§ Extract provided
If A can move faster than B, then B will need to figure a way to use the technique on A.  B may need to use other techniques that make it possible to use the technique within range.  OR B will learn that day that the testing Technique should not be used against someone who is faster.   For example,  Real life example,

Opponent A is faster than me.  A cuts an angle almost immediately after jabbing me.   In response I would try to use turn to face my Opponent when he cut the angle and each time I failed.  I literally failed for 2 days.  But on the 3rd day,   I learned that the footwork technique I was using should not be used against someone who is faster than me.  So I threw away the idea of using my footwork for the purpose of forward facing my Opponent A.  Instead I used the footwork that utilizes an elbow strike and a bladed (side stance) facing my opponent.  On the third Day my Opponent A tried what worked for two days.   He jabbed me, cut an angle. After the jab instead of turning like boxer, I shuffled sideways, nailed him with the elbow strike.  After day 3 my Opponent A never tried to cut the Angle again. 

Here's what was tested that day .

Opponent A tested his ability to use his speed and to cut an angle.   This only worked so long as I could not figure out how to deal with him cutting that angle.
My test was using a combo used directly from the form "Small Tiger."  I had a good understanding of it which allowed me to use that technique to deal with Opponent A's speed. If you asked a Jow Ga student to use that technique.  They will fail many times before understanding it.  I understood it correctly the first time and had a good understanding of when and how that technique could be used and I pulled it off the first time.
My success with that technique. Also showed my Opponent A that his technique became ineffective once I used the technique from the "Small Tiger" tiger form.  The elbow strike is not what it made the technique effective to me.  It was the shorter distance in the technique which made me faster than his attempt to take an Angle.

Lesson of this. Opponent A may be able to move faster than B, but this doesn't mean that A will be always be faster against all of B's techniques.


----------



## JowGaWolf (Aug 1, 2020)

Kung Fu Wang said:


> If I
> 
> - lay down on the round, your hip throw won't work on me.
> - can run faster than you, your boxing skill won't work on me.


If you lay down on the ground, then I will kick you until you stand.  Then my hip throw will work on you.

§ Rows
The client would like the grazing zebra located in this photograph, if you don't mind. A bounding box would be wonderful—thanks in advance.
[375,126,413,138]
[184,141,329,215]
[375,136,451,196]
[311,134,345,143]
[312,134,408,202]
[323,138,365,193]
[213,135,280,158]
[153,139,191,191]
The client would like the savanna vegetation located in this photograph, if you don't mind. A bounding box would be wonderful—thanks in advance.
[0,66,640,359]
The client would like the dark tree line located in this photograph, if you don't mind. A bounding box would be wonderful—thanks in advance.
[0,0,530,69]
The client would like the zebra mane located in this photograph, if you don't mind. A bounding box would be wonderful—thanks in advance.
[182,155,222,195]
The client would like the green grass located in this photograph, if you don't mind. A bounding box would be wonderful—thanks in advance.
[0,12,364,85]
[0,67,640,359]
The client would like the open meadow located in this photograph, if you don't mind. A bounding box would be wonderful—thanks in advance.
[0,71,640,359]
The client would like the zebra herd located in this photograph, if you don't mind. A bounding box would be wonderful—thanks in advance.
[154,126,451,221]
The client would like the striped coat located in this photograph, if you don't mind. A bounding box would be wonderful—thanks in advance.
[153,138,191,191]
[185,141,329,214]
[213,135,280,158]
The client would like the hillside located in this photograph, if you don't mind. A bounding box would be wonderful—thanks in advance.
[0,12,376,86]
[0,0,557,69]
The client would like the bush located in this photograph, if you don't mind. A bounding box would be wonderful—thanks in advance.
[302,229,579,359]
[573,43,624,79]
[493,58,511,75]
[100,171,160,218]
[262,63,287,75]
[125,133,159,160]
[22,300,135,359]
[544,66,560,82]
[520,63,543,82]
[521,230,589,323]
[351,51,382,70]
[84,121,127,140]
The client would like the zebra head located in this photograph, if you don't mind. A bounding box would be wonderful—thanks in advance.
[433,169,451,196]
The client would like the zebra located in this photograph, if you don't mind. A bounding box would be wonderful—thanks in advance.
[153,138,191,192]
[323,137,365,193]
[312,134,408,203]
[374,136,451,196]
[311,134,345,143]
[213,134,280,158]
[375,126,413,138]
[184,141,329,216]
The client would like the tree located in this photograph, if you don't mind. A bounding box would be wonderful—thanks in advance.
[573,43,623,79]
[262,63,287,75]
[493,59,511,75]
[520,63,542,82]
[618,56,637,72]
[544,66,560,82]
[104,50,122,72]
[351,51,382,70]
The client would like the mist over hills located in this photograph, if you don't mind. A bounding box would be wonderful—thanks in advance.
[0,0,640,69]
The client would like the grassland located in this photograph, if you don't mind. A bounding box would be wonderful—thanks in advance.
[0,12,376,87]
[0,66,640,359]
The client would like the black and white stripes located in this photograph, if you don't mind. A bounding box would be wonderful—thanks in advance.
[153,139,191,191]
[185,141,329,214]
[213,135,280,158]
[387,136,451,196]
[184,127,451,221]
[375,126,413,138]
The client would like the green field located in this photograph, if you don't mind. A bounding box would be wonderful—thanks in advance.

§ Task requirements
**A.** Answer these from the sparring thread:
(i) On which day did the writer learn that the footwork being used should not be used against a faster opponent?
(ii) From which form was the combo the writer tested taken?
(iii) According to the writer, what made the technique effective, if not the elbow strike?
**B.** Render this sentence from the sparring thread in Spanish: "After day 3 my Opponent A never tried to cut the Angle again."

§ Solutions to the exercise
**A.**
(i) The third day.
(ii) The "Small Tiger" form.
(iii) The shorter distance in the technique.

**B.** Después del día 3, mi oponente A nunca volvió a intentar cortar el ángulo.